**Задание:** Каких украинских националистов упоминает приведенный ниже текст о сторонниках Скоропадского как тех, от кого отличалась вторая категория сторонников гетмана? Назовите всех.

**Исходный текст:**
У Скоропадского было только две категории сторонников. Первая – украинцы-прагматики, в основном люди богатые или зажиточные, в идейном отношении – правые. Их мотивы понятны. Гетман, сам богатый землевладелец, был единственной их надеждой, потому что и большевики, и петлюровцы были за национализацию земли. Но был и прагматизм другого рода. Умные и дальновидные люди, такие как Евген Чикаленко, Дмитрий Дорошенко и Вячеслав (Вацлав) Липинский, понимали, что умеренная и постепенная украинизация жизни лучше, надежнее, прочнее, чем поспешные и легкомысленные действия Центральной рады. Национальное государство строится десятилетиями. Но таких людей было мало. Буквально единицы.
Вторая категория тоже малочисленная, но более интересная. Это или русские, которые понимали и любили украинскую культуру, или те украинцы, что не отказались, не отреклись от культуры русской. Эти сторонники гетмана решительно отличались от Василия Шульгина или Анатолия Савенко. Но отличались они и от украинских националистов вроде Петлюры, Винниченко, Михновского или Огиенко.
Люди между нациями – так можно было бы их назвать. Люди, сформировавшиеся на рубеже русской и украинской культур. Некоторые из них – буквально на рубеже, не только культурном, но и географическом. Такими были братья Владимир и Георгий Нарбуты. Владимир примкнет к большевикам и со временем станет для них человеком ценнейшим, которому на время простят даже его дворянское происхождение. Георгий будет служить режиму Скоропадского.

**Выбранные данные:**
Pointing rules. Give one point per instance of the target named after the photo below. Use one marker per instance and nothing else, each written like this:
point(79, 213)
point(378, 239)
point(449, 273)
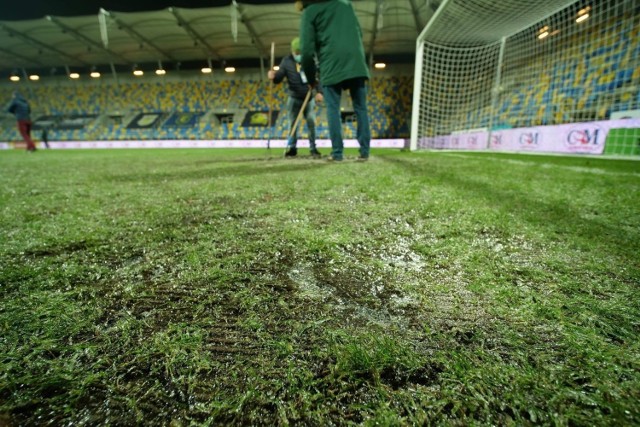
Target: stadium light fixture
point(583, 14)
point(543, 32)
point(160, 71)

**Результат:** Петлюра, Винниченко, Михновский, Огиенко.